## Instructions for the task
Go through the material and write it all out exactly, minus the pictures.

◆ ◆ ◆ ◆ ◆ ◆ ◆

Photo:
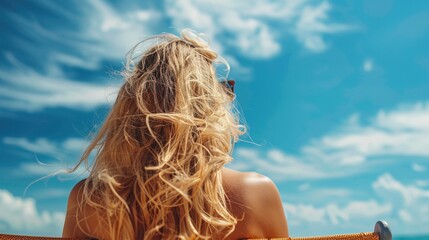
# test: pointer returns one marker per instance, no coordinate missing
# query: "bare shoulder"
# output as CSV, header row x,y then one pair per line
x,y
263,208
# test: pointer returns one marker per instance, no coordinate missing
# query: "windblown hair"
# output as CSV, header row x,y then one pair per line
x,y
158,155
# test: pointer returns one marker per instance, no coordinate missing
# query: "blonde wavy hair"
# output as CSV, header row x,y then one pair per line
x,y
158,155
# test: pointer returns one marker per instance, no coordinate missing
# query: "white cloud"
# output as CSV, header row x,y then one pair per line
x,y
67,152
410,194
256,28
333,213
401,132
48,147
105,33
312,24
411,202
20,215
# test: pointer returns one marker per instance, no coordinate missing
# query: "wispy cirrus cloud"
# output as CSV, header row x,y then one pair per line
x,y
21,216
256,29
66,152
352,216
89,34
346,150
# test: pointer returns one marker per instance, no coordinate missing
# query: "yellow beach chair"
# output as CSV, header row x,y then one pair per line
x,y
381,232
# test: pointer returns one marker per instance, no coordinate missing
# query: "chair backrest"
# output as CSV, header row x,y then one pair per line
x,y
381,232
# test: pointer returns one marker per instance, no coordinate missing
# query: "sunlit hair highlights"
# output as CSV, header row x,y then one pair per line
x,y
156,172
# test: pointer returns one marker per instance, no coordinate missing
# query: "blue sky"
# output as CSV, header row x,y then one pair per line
x,y
334,94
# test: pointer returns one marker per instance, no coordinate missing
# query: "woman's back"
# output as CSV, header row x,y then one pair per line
x,y
252,198
158,168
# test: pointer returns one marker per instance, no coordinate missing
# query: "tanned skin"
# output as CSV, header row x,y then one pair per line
x,y
253,199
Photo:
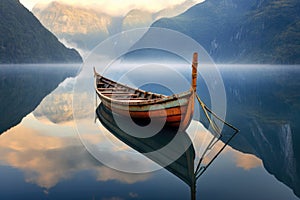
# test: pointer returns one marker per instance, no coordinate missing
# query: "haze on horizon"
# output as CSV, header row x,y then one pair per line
x,y
117,7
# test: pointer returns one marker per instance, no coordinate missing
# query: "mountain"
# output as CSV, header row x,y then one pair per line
x,y
84,28
137,19
77,25
24,40
261,31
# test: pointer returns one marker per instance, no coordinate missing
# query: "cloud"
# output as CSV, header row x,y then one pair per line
x,y
46,160
116,7
247,161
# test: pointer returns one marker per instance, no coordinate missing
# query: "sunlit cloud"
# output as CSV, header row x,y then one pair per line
x,y
116,7
247,161
47,159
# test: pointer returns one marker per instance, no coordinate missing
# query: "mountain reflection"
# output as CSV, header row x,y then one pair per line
x,y
49,157
182,166
264,103
22,88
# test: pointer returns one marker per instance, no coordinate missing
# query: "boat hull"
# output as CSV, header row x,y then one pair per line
x,y
173,111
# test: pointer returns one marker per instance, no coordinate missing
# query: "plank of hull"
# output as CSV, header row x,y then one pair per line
x,y
183,167
176,111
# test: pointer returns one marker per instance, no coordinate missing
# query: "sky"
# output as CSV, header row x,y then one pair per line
x,y
116,6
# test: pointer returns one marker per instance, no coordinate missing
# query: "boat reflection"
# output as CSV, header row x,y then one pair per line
x,y
182,167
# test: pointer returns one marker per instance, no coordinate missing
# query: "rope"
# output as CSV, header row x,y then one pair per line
x,y
216,129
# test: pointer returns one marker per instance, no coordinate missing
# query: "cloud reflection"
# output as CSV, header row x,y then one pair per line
x,y
48,159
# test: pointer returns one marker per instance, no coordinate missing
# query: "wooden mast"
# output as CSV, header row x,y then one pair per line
x,y
194,71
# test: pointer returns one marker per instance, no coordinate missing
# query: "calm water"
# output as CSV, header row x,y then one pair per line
x,y
47,155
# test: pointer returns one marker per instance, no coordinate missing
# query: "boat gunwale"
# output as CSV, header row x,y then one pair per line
x,y
161,100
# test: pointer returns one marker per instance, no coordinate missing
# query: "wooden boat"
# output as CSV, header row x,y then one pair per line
x,y
176,111
182,167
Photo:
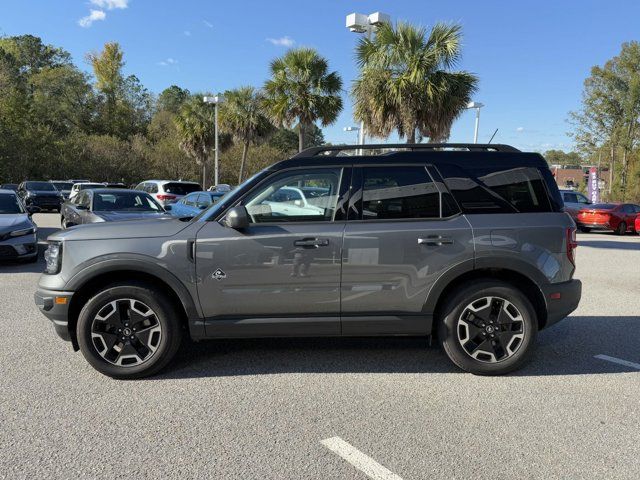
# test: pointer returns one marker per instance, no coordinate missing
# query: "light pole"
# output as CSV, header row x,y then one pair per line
x,y
361,23
476,106
216,100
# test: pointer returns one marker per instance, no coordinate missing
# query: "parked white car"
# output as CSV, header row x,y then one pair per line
x,y
166,192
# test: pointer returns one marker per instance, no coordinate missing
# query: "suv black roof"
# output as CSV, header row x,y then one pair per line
x,y
459,153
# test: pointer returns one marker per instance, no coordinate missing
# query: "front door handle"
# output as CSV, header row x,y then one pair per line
x,y
435,240
312,242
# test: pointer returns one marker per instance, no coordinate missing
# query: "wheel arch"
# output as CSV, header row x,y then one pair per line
x,y
94,278
457,277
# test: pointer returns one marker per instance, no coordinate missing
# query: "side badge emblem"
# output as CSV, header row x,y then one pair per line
x,y
219,275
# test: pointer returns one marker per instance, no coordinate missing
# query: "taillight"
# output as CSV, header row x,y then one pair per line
x,y
166,197
572,244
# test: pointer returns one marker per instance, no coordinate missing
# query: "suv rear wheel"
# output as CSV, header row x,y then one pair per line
x,y
126,331
488,328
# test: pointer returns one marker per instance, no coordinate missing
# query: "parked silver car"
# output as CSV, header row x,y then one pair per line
x,y
109,205
471,247
166,192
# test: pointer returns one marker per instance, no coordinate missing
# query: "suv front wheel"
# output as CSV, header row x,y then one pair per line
x,y
488,328
127,331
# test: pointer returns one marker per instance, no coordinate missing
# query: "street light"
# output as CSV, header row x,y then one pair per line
x,y
477,106
216,100
361,23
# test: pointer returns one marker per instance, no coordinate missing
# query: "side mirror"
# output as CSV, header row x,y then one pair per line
x,y
236,218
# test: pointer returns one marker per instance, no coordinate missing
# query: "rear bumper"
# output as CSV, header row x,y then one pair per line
x,y
55,306
594,226
562,299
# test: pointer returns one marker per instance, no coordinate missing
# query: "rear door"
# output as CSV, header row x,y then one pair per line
x,y
402,234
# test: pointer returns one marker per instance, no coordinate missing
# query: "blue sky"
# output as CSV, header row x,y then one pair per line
x,y
531,56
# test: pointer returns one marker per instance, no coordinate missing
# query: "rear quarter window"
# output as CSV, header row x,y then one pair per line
x,y
485,189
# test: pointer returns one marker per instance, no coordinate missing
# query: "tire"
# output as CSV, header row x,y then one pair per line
x,y
129,352
460,325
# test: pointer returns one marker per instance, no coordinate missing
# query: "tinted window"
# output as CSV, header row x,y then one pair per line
x,y
124,201
282,199
9,204
399,192
40,186
497,190
181,188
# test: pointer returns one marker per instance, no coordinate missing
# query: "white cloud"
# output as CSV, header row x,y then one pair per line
x,y
169,61
282,41
111,4
94,16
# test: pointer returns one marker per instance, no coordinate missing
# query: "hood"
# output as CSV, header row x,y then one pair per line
x,y
116,216
14,221
156,227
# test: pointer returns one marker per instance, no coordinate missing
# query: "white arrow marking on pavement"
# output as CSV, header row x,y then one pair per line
x,y
362,462
619,361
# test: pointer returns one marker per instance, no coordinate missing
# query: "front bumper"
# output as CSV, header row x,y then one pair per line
x,y
55,306
18,248
561,299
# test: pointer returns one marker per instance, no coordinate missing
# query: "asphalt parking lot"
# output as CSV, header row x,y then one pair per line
x,y
267,409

◆ ◆ ◆ ◆ ◆ ◆ ◆

## Task response
Photo:
# test: pointer returns one marker per instance, no coordinate missing
# query: "bare shoulder"
# output as CSV, header row x,y then one pair per line
x,y
263,208
# test: pointer returns one marker per instance, no coordinate missing
# query: "windblown hair"
# output as CSV, header row x,y then one pair per line
x,y
158,155
# test: pointer returns one marker per instance, no coordinate missing
# query: "blonde wavy hair"
# output as CSV, header row x,y then one pair per line
x,y
158,155
# test: pointer returns one marker per instance, no coordinate missing
# query: "white cloud"
# output as CSV, header row x,y then one pair per line
x,y
67,152
410,194
256,28
333,213
401,132
48,147
105,33
312,24
411,202
20,215
# test: pointer returns one marker per instance, no coordinate missing
# query: "wispy cirrus cloud"
# output as CSV, header row x,y then one pair per line
x,y
21,216
256,29
66,152
352,216
89,34
346,150
# test: pointer returns one marker per instance, no coordinate missing
# query: "yellow beach chair"
# output as CSV, header row x,y then one pair per line
x,y
381,232
# test: pointer returns one marker per instance, no coordinate missing
# query: "chair backrest"
# output as CSV, header row x,y then one pair per line
x,y
381,232
# test: pointer returns one marker per instance, no coordinate missing
# query: "sunlit hair highlights"
# output as CSV, header row x,y then one pair per line
x,y
156,172
# test: pointer returns one marker per instance, no coordinate missing
# query: "blue sky"
# output as CSV, header row x,y then one pair per line
x,y
334,94
# test: pointer returns one marker per instance, no coordinate missing
# query: "woman's back"
# output as CSV, header row x,y then one pair per line
x,y
252,198
158,168
# test: pointer returns one marker per instance, no coordinate missing
# query: "tanned skin"
# output as CSV, header row x,y then one pair per line
x,y
253,199
Photo:
# test: pointer returns one marker per instance, no coordinate missing
# query: "haze on horizon"
# output as CSV, header row x,y then one pair per line
x,y
117,7
# test: pointer returns one marker per instance, no coordinate missing
# query: "mountain"
# output as CSV, header row x,y then one pair per line
x,y
84,28
137,19
77,25
24,40
261,31
# test: pointer returns one marker per instance, no coordinate missing
# query: "cloud"
# output as CSV, header row x,y then one pair per line
x,y
46,160
116,7
247,161
# test: pointer returns one marker per instance, no coordinate missing
# query: "sunlit cloud"
# output as CSV, header row x,y then one pair per line
x,y
116,7
247,161
47,159
# test: pointer returns one marker per instance, no coordinate missing
# query: "mountain reflection"
# output as CSV, header row x,y then one pair per line
x,y
49,157
182,166
264,103
22,88
# test: pointer returns one marker per instance, no coordinate missing
# query: "boat hull"
# output as CSV, header row x,y then one pair per line
x,y
173,111
# test: pointer returns one marker per instance, no coordinate missing
# query: "plank of hull"
# output as CSV, header row x,y then one pair per line
x,y
183,167
176,111
# test: pointer returns one marker per instance, no coordinate missing
# query: "sky"
# output as CSV, header row x,y then one pair per line
x,y
116,6
# test: pointer returns one marker per instance, no coordinate missing
# query: "boat reflection"
# output as CSV, header row x,y then one pair per line
x,y
182,167
# test: pointer returns one marker per instance, no coordinate missing
# query: "rope"
# output as CSV, header row x,y then one pair per line
x,y
216,129
# test: pointer returns one marker per instance, no coordinate missing
# query: "cloud reflection"
# output as CSV, header row x,y then one pair per line
x,y
48,159
# test: pointer returns one marker per instance, no coordinate missing
# query: "wooden mast"
# output as CSV, header row x,y then one pair per line
x,y
194,71
# test: pointer returns one marker per instance, no coordinate missing
# query: "calm water"
# output as CSV, header row x,y then one pair per line
x,y
47,155
# test: pointer returns one marker per instance, no coordinate missing
# query: "boat gunwale"
# output as CSV, header row x,y then one pair per line
x,y
161,100
# test: pointer returns one marker per instance, no coordinate missing
# query: "wooden boat"
# output as CSV, header row x,y then one pair per line
x,y
176,111
182,167
Photo:
# test: pointer returns one marker per instance, no coordinate missing
# query: "light pole"
# output as CSV, header row x,y then one pair per line
x,y
361,23
476,106
216,100
# test: pointer returns one marker per instance, no coordinate missing
# query: "parked white car"
# output as CSV, header row x,y then one pair per line
x,y
166,192
# test: pointer returns one marker per instance, no coordinate missing
# query: "suv black roof"
# output as CSV, header row x,y then one pair per line
x,y
459,153
# test: pointer returns one marker per instance, no coordinate missing
# query: "front door handle"
# output as CSV, header row x,y then one pair per line
x,y
435,240
312,242
# test: pointer returns one marker per instance, no coordinate missing
# query: "wheel arch"
# output as CSV, header row x,y then one pair per line
x,y
94,278
457,277
# test: pointer returns one marker per instance, no coordinate missing
# query: "side badge emblem"
# output as CSV, header row x,y then one pair per line
x,y
219,275
# test: pointer returns one marker per instance, no coordinate missing
# query: "taillight"
# output as CSV, header row x,y then one pair per line
x,y
166,197
572,244
# test: pointer returns one marker per instance, no coordinate missing
# query: "suv rear wheel"
# output as CSV, header row x,y then one pair per line
x,y
126,331
488,328
# test: pointer returns one marker per instance, no coordinate missing
# query: "parked silver car"
# output as CSV, header row x,y then one pair per line
x,y
109,205
471,247
166,192
# test: pointer returns one marker per instance, no coordinate missing
# query: "suv front wheel"
# output as CSV, header row x,y then one pair per line
x,y
488,328
127,331
# test: pointer returns one marker per instance, no coordinate missing
# query: "street light"
# output as CSV, header row x,y then one pair per line
x,y
477,106
216,100
361,23
# test: pointer returns one marker per instance, no coordinate missing
# query: "side mirror"
# output as CSV, header row x,y then one pair per line
x,y
236,218
# test: pointer returns one marker per instance, no coordinate missing
# query: "rear bumper"
# output as CSV, header row x,y then one pair per line
x,y
55,306
594,226
562,299
# test: pointer returns one marker per instance, no coordinate missing
# query: "rear door"
# output as CSV, header row x,y then one pair per line
x,y
402,234
# test: pointer returns one marker per instance, no coordinate missing
# query: "blue sky"
# output as CSV, header row x,y then one pair per line
x,y
531,56
# test: pointer returns one marker per instance, no coordinate missing
# query: "rear quarter window"
# output as CSV, header row x,y then one pair per line
x,y
485,189
# test: pointer returns one marker per instance, no coordinate missing
# query: "tire"
# output as CSV, header row x,y then one pair per line
x,y
129,352
460,325
# test: pointer returns one marker per instance, no coordinate missing
# query: "tinted window"
# output as CSV, header row x,y then one pair per line
x,y
124,201
282,199
9,204
399,192
40,186
497,190
181,188
# test: pointer returns one marker per instance, no coordinate missing
# query: "white cloud"
# output as CSV, header row x,y then one pair per line
x,y
169,61
282,41
111,4
94,16
# test: pointer returns one marker per instance, no coordinate missing
# query: "hood"
# output as CSV, header row x,y then one pair per line
x,y
116,216
14,221
156,227
# test: pointer returns one marker per instance, no coordinate missing
# query: "white arrow marking on pavement"
# output as CSV, header row x,y then one pair per line
x,y
362,462
619,361
# test: pointer returns one marker per instance, no coordinate missing
# query: "front bumper"
# output as CSV, header row x,y then one pair per line
x,y
55,306
18,248
561,299
# test: pointer returns one marker per instance, no coordinate missing
# query: "asphalt parking lot"
# output as CSV, header row x,y then one pair per line
x,y
267,409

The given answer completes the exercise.